Manzai erfreut sich unter allen Altersgruppen einer hohen Beliebtheit. Bei den über 70-Jährigen haben sich 41 % für Manzai entschieden. Bei den 40 bis 60-Jährigen sind Komödien-Filme und Bühnenstücke am populärsten. Die Sketche erfreuen sich bei den 20 bis 30-Jährigen mit 45 % einer ausgesprochen großen Beliebtheit. „Rakugo“ hat unter den über 60-Jährigen die meisten Anhänger und folgt mit 25 % auf dem zweiten Platz hinter Manzai. Die Vorlieben für Comedy und humoristische Unterhaltung unterscheiden sich also je nach Altersstufe.

— Gespeicherte Einträge des Datensatzes —
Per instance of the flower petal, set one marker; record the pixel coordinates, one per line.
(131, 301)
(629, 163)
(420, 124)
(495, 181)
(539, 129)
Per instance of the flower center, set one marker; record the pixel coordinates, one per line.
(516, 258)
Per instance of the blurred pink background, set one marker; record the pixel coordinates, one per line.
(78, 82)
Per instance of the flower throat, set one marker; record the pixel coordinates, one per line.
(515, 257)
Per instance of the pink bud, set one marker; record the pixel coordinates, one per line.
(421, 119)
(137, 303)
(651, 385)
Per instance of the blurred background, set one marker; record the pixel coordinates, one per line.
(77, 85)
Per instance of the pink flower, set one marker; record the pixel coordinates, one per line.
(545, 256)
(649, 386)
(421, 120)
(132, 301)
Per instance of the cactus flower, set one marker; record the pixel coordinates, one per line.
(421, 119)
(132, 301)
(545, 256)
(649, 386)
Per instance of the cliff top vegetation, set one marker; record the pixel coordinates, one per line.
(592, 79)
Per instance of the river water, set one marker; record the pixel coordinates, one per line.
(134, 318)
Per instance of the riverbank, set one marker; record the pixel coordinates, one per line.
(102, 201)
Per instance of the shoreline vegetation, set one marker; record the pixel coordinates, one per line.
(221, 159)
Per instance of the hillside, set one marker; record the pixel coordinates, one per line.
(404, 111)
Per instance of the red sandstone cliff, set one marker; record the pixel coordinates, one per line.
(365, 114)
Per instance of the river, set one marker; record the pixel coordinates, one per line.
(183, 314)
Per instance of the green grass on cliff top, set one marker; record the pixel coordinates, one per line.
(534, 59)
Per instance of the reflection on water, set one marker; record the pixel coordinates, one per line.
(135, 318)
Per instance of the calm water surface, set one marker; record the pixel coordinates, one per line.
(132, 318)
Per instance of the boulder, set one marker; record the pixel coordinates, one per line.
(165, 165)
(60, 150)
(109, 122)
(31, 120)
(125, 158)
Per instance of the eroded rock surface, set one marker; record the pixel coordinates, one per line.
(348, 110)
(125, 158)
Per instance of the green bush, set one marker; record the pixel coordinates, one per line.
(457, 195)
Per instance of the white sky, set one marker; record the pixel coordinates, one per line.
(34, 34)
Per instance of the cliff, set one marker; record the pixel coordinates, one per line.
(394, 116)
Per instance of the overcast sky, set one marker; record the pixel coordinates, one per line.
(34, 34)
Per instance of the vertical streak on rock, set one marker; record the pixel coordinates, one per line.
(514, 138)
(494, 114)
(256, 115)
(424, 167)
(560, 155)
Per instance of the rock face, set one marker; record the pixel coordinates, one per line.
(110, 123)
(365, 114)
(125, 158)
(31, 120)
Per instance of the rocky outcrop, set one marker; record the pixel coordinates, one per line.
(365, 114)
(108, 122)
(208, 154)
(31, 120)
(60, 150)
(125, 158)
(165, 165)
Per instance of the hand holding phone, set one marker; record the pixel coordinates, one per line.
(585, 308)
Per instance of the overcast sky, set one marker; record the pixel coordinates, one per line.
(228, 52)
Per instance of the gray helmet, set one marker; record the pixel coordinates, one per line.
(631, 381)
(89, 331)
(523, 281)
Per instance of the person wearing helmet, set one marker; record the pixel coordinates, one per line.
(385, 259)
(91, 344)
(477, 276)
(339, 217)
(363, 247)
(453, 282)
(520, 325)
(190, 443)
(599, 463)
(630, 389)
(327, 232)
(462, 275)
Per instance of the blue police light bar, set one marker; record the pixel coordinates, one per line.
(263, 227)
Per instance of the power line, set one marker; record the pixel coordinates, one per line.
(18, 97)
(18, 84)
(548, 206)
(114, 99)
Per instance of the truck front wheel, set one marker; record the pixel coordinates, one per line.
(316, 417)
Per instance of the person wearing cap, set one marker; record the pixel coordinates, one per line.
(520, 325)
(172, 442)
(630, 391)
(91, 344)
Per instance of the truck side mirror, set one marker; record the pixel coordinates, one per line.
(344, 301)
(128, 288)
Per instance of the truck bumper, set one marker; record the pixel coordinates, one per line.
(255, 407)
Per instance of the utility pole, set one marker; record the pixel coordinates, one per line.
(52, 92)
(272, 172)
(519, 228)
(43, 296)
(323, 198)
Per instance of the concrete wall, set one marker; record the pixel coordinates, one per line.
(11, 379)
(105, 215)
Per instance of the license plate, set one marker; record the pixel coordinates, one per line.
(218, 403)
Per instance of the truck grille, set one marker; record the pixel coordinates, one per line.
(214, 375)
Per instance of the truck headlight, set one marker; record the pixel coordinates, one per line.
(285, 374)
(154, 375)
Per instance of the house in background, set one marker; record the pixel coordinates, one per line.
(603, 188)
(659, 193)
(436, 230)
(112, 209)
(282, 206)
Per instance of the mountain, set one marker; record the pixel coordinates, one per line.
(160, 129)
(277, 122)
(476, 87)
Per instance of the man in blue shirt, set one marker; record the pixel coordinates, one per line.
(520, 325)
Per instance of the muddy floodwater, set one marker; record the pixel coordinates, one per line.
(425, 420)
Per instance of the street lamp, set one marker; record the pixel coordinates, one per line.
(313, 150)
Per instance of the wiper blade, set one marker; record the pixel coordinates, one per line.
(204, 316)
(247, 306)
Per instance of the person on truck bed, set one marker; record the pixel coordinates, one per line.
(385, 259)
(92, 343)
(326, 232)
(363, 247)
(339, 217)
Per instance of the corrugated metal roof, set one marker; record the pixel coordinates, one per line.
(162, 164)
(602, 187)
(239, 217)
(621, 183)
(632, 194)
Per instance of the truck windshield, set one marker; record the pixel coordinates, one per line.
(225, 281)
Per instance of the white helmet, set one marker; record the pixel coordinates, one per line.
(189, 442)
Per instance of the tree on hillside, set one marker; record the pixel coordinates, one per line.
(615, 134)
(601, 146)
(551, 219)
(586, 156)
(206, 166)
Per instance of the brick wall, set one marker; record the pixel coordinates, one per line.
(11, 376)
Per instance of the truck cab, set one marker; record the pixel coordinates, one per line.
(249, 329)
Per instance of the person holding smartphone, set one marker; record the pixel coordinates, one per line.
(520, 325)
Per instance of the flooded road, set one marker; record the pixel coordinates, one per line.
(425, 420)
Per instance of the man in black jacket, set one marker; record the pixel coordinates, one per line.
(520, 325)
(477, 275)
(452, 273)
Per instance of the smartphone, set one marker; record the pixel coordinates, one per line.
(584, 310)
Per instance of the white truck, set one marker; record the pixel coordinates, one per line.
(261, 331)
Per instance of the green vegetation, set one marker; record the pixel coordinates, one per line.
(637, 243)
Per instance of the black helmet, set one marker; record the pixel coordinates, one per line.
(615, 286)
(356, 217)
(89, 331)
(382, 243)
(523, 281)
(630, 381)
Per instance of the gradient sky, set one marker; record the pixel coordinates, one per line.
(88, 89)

— AUFGABENSTELLUNG —
Prüfen Sie, ob die folgenden Aussagen mit dem Text über Comedy-Vorlieben nach Altersgruppen übereinstimmen, und belegen Sie jede Antwort mit den entscheidenden Worten des Textes als wörtlichem Zitat:
1. Von den über 70-Jährigen haben sich 41 % für Manzai entschieden.
2. Bei den 40- bis 60-Jährigen ist Rakugo am populärsten.
3. Unter den 20- bis 30-Jährigen sind Sketche mit 45 % sehr beliebt.

— ANTWORT —
1. Ja: „Bei den über 70-Jährigen haben sich 41 % für Manzai entschieden.“
2. Nein: „Bei den 40 bis 60-Jährigen sind Komödien-Filme und Bühnenstücke am populärsten.“
3. Ja: „Die Sketche erfreuen sich bei den 20 bis 30-Jährigen mit 45 % einer ausgesprochen großen Beliebtheit.“